● **EXTRACTED TEXT**
Professor Skies

February 08, 2013 6:25 PM
“Hello and welcome, or welcome back, to beginner Transfiguration,” Selina smiled at the class. She ran through the register, looking up to see which faces matched the new names. In front of her, a seating plan filled itself in as they answered, lest she needed some extra help with the new students. Lots had family members in the school. Sometimes that was a help, for example Boxton-Fox-Reynoldses were few and far between and thus distinctive, a ginger girl was likely to be a Thornton. However, keeping track of which Thornton was which – and which Carey, or which was a Carey and which a Raines – could be a headache. With the size of the years though, it wouldn't take her long to get them memorised.

“Transfiguration is very complex magic. I do not want anyone to be disappointed if they do not achieve results straight away. That, however, is not an excuse for slacking off – far from it in fact - I expect everyone to try their hardest.

“Today we will be turning knives into feathers,” she explained, handing around a box from which student would be able to take a knife – the standard, not especially sharp variety that one ate with at dinner.

● **WHAT TO WORK ON**
Reproduce the Professor Skies passage word for word, beginning at the words "Professor Skies" and stopping after "get them memorised.".

Excerpts from a point labeling dataset:
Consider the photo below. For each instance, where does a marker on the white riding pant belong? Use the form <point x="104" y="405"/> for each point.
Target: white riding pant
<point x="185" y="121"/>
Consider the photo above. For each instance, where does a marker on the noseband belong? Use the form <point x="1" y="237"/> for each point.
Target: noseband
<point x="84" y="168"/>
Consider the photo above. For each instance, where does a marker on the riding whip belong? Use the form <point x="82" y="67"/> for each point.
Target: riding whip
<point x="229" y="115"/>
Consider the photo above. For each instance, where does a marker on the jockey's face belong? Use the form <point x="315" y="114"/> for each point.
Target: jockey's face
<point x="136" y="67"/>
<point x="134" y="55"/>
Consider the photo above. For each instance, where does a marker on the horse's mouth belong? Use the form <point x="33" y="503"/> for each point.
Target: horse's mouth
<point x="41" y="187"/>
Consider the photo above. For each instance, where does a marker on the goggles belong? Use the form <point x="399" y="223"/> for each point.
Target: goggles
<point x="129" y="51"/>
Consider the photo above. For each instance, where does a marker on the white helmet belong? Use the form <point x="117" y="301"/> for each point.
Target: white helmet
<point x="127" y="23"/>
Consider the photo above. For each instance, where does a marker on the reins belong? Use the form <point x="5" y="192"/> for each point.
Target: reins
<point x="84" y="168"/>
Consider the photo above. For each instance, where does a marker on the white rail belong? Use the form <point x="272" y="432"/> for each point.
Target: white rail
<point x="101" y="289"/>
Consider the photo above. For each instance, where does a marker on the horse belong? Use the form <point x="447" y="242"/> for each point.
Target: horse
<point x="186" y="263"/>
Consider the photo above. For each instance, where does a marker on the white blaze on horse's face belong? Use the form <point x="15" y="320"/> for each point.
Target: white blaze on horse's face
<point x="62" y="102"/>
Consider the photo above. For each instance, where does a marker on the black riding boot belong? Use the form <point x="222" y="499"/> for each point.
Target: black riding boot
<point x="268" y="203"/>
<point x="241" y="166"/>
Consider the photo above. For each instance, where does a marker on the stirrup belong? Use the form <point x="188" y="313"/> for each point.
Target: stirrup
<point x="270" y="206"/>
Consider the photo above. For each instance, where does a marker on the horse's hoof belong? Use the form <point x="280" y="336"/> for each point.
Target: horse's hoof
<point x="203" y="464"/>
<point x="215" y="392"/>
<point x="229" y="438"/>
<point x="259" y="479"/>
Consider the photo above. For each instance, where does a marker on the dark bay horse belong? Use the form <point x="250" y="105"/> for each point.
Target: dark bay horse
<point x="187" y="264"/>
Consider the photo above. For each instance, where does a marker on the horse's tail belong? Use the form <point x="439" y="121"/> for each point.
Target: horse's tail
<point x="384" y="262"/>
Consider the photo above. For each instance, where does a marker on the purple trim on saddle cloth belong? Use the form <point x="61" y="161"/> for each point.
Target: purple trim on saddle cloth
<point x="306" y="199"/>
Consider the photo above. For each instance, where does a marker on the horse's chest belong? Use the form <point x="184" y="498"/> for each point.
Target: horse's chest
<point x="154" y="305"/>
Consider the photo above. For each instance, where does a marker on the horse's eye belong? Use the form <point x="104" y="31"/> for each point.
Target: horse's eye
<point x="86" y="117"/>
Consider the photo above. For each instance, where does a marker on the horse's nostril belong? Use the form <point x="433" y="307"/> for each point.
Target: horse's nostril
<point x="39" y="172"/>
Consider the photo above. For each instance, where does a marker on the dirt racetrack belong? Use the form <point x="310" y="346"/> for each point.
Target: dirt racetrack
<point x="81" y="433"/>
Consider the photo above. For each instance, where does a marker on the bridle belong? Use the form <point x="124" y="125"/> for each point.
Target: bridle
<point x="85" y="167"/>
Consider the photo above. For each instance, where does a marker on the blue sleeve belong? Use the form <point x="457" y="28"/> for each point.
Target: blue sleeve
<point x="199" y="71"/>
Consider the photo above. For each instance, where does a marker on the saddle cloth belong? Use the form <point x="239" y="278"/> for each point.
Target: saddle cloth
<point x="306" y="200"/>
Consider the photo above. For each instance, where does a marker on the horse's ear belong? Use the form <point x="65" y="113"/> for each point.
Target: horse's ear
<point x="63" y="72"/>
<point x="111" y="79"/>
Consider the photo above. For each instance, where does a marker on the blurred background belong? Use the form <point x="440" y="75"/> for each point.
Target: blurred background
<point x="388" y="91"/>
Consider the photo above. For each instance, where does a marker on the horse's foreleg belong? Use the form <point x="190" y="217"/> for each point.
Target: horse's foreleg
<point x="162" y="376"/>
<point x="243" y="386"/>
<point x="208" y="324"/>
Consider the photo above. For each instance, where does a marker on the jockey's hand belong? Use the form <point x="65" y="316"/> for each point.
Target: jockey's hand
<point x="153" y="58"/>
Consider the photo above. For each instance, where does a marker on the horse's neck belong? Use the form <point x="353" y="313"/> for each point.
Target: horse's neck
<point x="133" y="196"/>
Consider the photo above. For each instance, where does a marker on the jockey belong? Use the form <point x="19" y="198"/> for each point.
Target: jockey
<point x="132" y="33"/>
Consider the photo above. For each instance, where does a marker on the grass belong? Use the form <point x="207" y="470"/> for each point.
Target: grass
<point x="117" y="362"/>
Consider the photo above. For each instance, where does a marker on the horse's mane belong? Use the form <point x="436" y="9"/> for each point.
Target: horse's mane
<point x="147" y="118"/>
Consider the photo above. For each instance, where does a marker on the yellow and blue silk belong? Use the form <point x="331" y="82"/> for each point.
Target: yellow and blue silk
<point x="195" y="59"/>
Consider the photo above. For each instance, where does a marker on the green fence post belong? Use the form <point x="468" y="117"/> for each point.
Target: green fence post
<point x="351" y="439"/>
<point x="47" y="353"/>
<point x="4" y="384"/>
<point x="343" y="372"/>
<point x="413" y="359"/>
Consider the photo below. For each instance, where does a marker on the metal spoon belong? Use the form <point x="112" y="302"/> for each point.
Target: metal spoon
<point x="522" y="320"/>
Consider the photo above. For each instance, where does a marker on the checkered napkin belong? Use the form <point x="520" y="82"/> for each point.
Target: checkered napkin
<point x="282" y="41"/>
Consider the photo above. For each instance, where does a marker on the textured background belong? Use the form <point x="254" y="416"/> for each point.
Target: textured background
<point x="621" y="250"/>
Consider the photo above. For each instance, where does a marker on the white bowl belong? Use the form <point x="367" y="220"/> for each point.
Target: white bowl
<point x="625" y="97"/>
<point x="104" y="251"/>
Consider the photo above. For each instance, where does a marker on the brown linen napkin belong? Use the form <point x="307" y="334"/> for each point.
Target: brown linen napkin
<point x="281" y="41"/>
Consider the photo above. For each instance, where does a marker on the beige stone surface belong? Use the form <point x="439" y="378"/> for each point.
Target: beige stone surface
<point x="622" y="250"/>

● **EXERCISE ANSWER**
Professor Skies

February 08, 2013 6:25 PM
“Hello and welcome, or welcome back, to beginner Transfiguration,” Selina smiled at the class. She ran through the register, looking up to see which faces matched the new names. In front of her, a seating plan filled itself in as they answered, lest she needed some extra help with the new students. Lots had family members in the school. Sometimes that was a help, for example Boxton-Fox-Reynoldses were few and far between and thus distinctive, a ginger girl was likely to be a Thornton. However, keeping track of which Thornton was which – and which Carey, or which was a Carey and which a Raines – could be a headache. With the size of the years though, it wouldn't take her long to get them memorised.